The unit should be tested at least once a year for the proper operation as follows:

Output Voltage Test:
Under normal load conditions, the DC output voltage should be checked for proper voltage level.
Battery Test:
Under normal load, conditions check that the battery is fully charged, and check the specified voltage both at the battery terminal and at the board terminals marked [– BAT +] to ensure that there is no break in the battery connection wires.
Note:
The expected battery life is 5 years; however, it is recommended to change batteries in 4 years or less if needed.

Test operation of the unit as follows:
Ground fault test:
Directly short one leg of the circuit to chassis ground. The ground fault and trouble fault should be indicated.
NAC open circuit test:
Remove the EOL resistor from the last device on the circuit. Open trouble should be indicated.

==================================================

**Set problem A**
Reproduce the annual testing procedure word for word, starting at "The unit should" and ending at "fault should be indicated.".
**Set problem B**
Write the next part of the annual testing procedure, picking up after its final sentence.
The listing that follows has no connection to the annual testing procedure above.

**Data**
==================================================

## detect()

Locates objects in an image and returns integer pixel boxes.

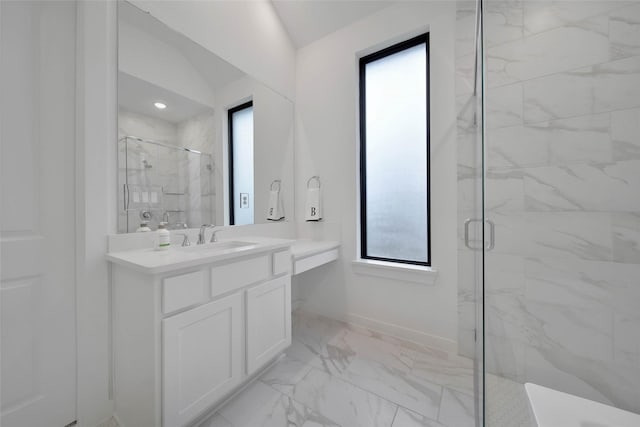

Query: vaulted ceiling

==================================================

**Written answer A**
The unit should be tested at least once a year for the proper operation as follows:

Output Voltage Test:
Under normal load conditions, the DC output voltage should be checked for proper voltage level.
Battery Test:
Under normal load, conditions check that the battery is fully charged, and check the specified voltage both at the battery terminal and at the board terminals marked [– BAT +] to ensure that there is no break in the battery connection wires.
Note:
The expected battery life is 5 years; however, it is recommended to change batteries in 4 years or less if needed.

Test operation of the unit as follows:
Ground fault test:
Directly short one leg of the circuit to chassis ground. The ground fault and trouble fault should be indicated.

**Written answer B**
NAC short circuit test: Place a short across each NAC output individually. NAC short should be indicated.
Disconnect Battery: BAT trouble should be indicated.
Reset Trouble Memory.

FireSwitch User Interface and Programming via Ethernet Port:
Note: The service person must be present on-site to confirm changes by holding the “down” position of the joystick.
Step 1.
Set Local Area Connection of your laptop to DHCP mode.

For Windows XP:
a. Open Network Connections by clicking the Start button, then clicking Settings, then clicking Network Connections.
b. Right-click the Local Area Connection. Click Properties. Administrator permission required If you are prompted for an administrator password or confirmation, type the password or provide confirmation.
c. Double-click click the Internet Protocol (TCP/IP) menu item.
d. Choose the Obtain an IP address automatically option.
e. Click OK. Close all windows.

For Windows Vista:
a. Open Network Connections by clicking the Start button Picture of the Start button, clicking Control Panel, clicking Network and Internet, clicking Network and Sharing Center, and then clicking Manage Network Connections.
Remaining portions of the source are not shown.